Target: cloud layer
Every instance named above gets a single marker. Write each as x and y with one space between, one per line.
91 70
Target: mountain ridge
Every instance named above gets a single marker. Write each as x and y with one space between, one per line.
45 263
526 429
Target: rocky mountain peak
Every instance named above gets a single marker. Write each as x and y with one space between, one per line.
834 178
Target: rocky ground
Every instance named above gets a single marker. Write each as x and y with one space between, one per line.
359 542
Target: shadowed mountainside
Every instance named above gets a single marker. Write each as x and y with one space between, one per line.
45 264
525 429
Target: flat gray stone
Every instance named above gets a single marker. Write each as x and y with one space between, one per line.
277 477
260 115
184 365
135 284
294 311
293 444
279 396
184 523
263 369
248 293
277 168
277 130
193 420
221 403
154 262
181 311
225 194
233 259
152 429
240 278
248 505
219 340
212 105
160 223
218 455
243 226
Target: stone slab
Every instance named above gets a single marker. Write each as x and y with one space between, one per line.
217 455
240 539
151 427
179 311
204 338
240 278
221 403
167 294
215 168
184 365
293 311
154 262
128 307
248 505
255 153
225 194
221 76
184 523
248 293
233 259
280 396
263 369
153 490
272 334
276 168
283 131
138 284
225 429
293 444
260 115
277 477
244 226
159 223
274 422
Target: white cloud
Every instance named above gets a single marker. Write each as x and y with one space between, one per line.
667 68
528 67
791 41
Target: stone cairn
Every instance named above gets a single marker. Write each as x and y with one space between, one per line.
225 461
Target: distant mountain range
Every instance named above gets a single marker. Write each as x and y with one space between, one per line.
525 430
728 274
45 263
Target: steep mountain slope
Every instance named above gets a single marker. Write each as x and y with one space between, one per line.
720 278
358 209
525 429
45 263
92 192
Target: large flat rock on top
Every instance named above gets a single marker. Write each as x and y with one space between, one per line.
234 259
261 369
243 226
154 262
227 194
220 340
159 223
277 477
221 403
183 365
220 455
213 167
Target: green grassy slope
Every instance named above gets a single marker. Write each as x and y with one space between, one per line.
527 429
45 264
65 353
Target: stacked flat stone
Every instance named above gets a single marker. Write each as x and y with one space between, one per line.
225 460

== == ==

* _STATED GOAL_:
Copy every entry above word for word, in the same order.

* _SOLUTION_:
Target: cloud layer
Every instance named above gets a single marker. Write each as x and y with one space between, one per line.
91 70
Target: mountain ridge
Every instance named above gets a single marker. Write each as x and y with one space between, one per line.
45 263
526 429
Target: rocky mountain peak
Every instance named above gets a single marker. Write each as x and y with one space between, one per line.
834 178
Target: rocky ground
Every instance named above gets a single marker. Write each as x and y with one space between, one per line.
359 542
Target: shadowed mountainside
Every instance named above gets a single marker. Write each as x and y with one space between, one per line.
45 264
525 429
Target: flat gray stone
Every instance named above gets a single marker. Write each as x and y with one space between, one per line.
277 477
260 115
184 365
135 284
294 311
293 444
279 396
184 523
263 369
248 293
277 168
277 130
193 420
221 403
154 262
181 311
225 194
233 259
152 429
240 278
248 505
219 340
212 105
160 223
218 455
243 226
Target: stone slab
Every instance named above gets a single marker. Write each as x and y with one space between, one per line.
217 455
240 539
151 427
179 311
204 338
240 278
221 403
167 294
215 168
184 365
293 311
154 262
128 307
248 505
255 153
225 194
221 76
184 523
248 293
233 259
280 396
263 369
153 490
272 334
276 168
283 131
138 284
225 429
293 444
260 115
277 477
244 226
159 223
274 422
Target: white cloud
Every instance named above gets a single marker. Write each as x and y with one space between, one per line.
667 68
528 67
791 41
Target: stone cairn
Every instance named above gets a single marker. Write each as x and y with one space between, one per line.
225 461
Target: distant mountain range
Every instance named above gets a single marker. Write each as x and y with one space between, one per line.
525 430
728 274
45 263
Target: steep mountain slope
Every instance named above gets a single marker. Write each as x and y with one space between, one per line.
720 278
358 209
525 429
45 263
92 192
Target: large flat rock on top
Every instance named above gets a single marker. Write each as x and y with one space between, one per line.
234 259
261 369
243 226
154 262
227 194
220 340
159 223
277 477
221 403
183 365
220 455
213 167
Target: green grassy slope
Every instance named above gets a single marker. Write each as x and y with one space between, one per line.
527 429
45 264
65 353
Target: stacked flat stone
Every instance named above gets a single marker. Write each as x and y with one space between, one per line.
225 460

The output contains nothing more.